Exercise brief: Rewrite the entries starting at the beginning and ending at the line that contains "0 118 200 300", both ends included, with each request kept word for word. Multiply every box coordinate in the answers by 1.65 and round to whole numbers, with halves rounding up.

Data provided:
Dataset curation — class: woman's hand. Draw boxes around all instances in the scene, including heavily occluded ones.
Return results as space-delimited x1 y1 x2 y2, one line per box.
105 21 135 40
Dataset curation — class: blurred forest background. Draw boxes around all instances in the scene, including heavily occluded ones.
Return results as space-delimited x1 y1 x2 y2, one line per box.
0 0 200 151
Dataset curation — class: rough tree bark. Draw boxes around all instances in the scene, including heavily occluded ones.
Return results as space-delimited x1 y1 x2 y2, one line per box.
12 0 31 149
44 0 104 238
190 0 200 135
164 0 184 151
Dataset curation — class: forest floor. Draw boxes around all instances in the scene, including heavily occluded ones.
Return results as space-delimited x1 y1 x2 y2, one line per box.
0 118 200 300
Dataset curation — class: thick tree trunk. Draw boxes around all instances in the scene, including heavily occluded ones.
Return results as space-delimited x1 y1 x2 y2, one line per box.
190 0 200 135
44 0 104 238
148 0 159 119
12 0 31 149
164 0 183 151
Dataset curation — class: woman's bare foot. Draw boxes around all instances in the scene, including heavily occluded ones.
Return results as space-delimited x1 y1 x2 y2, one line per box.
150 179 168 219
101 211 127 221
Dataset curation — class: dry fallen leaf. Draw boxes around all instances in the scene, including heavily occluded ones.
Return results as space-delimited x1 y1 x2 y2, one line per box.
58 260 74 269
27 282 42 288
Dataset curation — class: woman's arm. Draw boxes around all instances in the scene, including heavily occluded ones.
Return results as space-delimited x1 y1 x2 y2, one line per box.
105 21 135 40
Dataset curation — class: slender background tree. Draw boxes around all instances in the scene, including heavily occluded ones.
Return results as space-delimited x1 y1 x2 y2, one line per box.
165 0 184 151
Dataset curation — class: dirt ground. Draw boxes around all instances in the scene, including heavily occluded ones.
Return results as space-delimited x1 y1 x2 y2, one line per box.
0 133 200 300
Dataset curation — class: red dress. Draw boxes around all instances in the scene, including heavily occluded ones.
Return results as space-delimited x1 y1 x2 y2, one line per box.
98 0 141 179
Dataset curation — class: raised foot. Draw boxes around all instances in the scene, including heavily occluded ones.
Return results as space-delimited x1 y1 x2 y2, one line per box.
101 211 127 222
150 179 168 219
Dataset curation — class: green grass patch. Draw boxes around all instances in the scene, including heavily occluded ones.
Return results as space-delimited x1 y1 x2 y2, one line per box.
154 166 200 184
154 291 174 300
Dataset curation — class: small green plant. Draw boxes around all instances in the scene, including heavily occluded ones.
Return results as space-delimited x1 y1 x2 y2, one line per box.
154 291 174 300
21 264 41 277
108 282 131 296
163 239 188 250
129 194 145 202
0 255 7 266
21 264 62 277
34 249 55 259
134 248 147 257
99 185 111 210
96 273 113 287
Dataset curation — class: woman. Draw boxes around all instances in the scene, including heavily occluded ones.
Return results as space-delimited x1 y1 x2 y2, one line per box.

Task solution:
Dataset curation — class: woman's hand. Draw boxes around all instances in the scene, including heavily occluded ones.
Return results as space-delimited x1 y1 x2 y2, one line per box.
173 35 223 66
Dataset curation — class: blurred forest background. Draw boxes around all instances in the scene, including heavily occluded ones.
Return results as space-delimited x1 y1 x2 y2, one line per box.
0 0 330 249
Dataset curation — class: rough tree bark. Draw boxes around all instances in the scene, including heavily occluded ones.
Return results as space-delimited x1 y1 x2 y2, one line per box.
20 0 51 246
73 0 172 393
314 0 330 223
271 0 304 249
Dataset curation — class: forest floor. Draw boxes around all instances in the scene, including heavily occluded ones.
Return results as space-delimited x1 y1 x2 y2, one line per box.
0 195 330 495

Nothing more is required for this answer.